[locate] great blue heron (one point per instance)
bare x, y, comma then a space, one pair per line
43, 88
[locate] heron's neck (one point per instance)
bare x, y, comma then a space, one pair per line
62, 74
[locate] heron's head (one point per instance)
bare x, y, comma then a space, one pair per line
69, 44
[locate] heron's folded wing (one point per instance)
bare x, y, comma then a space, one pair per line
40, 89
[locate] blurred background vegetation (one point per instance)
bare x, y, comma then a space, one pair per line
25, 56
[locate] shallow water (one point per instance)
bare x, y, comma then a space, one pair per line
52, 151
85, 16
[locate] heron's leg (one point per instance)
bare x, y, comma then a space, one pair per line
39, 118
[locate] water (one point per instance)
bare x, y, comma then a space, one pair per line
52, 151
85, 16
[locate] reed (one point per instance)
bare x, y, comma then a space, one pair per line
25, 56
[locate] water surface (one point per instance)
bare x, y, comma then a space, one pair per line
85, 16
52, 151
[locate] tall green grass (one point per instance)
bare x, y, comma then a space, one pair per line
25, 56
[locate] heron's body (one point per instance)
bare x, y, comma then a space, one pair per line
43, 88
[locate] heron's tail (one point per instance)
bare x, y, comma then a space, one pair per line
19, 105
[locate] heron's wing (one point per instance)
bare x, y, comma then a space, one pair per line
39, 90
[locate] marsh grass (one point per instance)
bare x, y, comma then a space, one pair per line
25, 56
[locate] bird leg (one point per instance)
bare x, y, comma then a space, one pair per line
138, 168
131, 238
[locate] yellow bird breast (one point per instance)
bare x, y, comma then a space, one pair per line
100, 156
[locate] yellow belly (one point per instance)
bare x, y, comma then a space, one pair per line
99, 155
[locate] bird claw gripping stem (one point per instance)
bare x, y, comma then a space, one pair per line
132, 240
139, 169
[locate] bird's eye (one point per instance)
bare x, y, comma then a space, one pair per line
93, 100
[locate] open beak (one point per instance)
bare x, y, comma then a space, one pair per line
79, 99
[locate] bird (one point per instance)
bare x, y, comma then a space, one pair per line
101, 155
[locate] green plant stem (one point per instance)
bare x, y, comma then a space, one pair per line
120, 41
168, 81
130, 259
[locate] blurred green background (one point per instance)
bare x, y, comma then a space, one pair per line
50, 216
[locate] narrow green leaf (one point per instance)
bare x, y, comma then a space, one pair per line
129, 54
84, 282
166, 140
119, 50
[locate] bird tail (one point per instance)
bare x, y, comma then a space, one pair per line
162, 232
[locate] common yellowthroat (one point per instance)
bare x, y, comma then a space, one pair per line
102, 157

───

*Task goal*:
Reproduce every row above word for word, with each of its points, and change nothing.

*Task response*:
[locate] great blue heron (one point per instance)
bare x, y, comma then a space, one pair per line
43, 88
[locate] heron's neck (one point per instance)
bare x, y, comma then a space, one pair per line
62, 74
[locate] heron's head (one point per instance)
bare x, y, comma then a space, one pair per line
69, 44
[locate] heron's folded wing (one point per instance)
bare x, y, comma then a space, one pair per line
40, 89
[locate] blurred background vegetation (one point per instance)
bare x, y, comma then a space, one pair per line
25, 56
[locate] shallow water (one point per instance)
bare x, y, comma then a space, one pair per line
52, 151
85, 16
[locate] heron's leg (one point per instance)
bare x, y, comma then a space, one pair per line
39, 118
[locate] water (one point per instance)
bare x, y, comma then a space, one pair per line
52, 151
85, 16
[locate] reed (one point per instance)
bare x, y, comma then a space, one pair per line
25, 56
[locate] water surface (one point per instance)
bare x, y, comma then a space, one pair per line
85, 16
52, 151
[locate] tall green grass (one point per instance)
bare x, y, comma then a space, one pair per line
25, 56
[locate] heron's body (one point per instance)
bare x, y, comma then a space, one pair per line
43, 88
[locate] heron's tail (one point per instance)
bare x, y, comma then a space, one pair per line
19, 105
[locate] heron's wing (one point per instance)
bare x, y, comma then a space, one pair per line
39, 90
[locate] marsh grass (one point per instance)
bare x, y, comma then a space, one pair per line
25, 56
[locate] bird leg (one point per instance)
bare x, y, comma then a space, one pair per line
138, 168
131, 238
[locate] yellow bird breast (one point per instance)
bare x, y, comma then a space, one pair per line
100, 156
[locate] yellow belly (one point per instance)
bare x, y, comma then a space, one pair per line
99, 155
[locate] bird claw gripping stem (one point per instance)
bare x, y, comma then a space, one pair per line
132, 240
139, 169
[locate] bird's eye (one point per instance)
bare x, y, comma then a space, one pair per line
93, 100
[locate] open beak (one point per instance)
bare x, y, comma then a space, one pair per line
79, 99
[locate] bird (one point per instance)
bare x, y, comma then a space, one pair per line
101, 155
[locate] green plant stem (one point per instance)
bare x, y, comma then a space, one pair per line
120, 41
168, 81
130, 259
[locate] blurred green background (one point per instance)
bare x, y, comma then a space, one pair per line
50, 216
[locate] narrow green leaf (one point per instance)
bare x, y, comma then a space, one pair per line
129, 54
84, 282
166, 140
119, 50
[locate] bird tail (one point per instance)
bare x, y, comma then a space, one pair per line
162, 232
[locate] common yellowthroat (one point per instance)
bare x, y, comma then a space, one pair per line
102, 157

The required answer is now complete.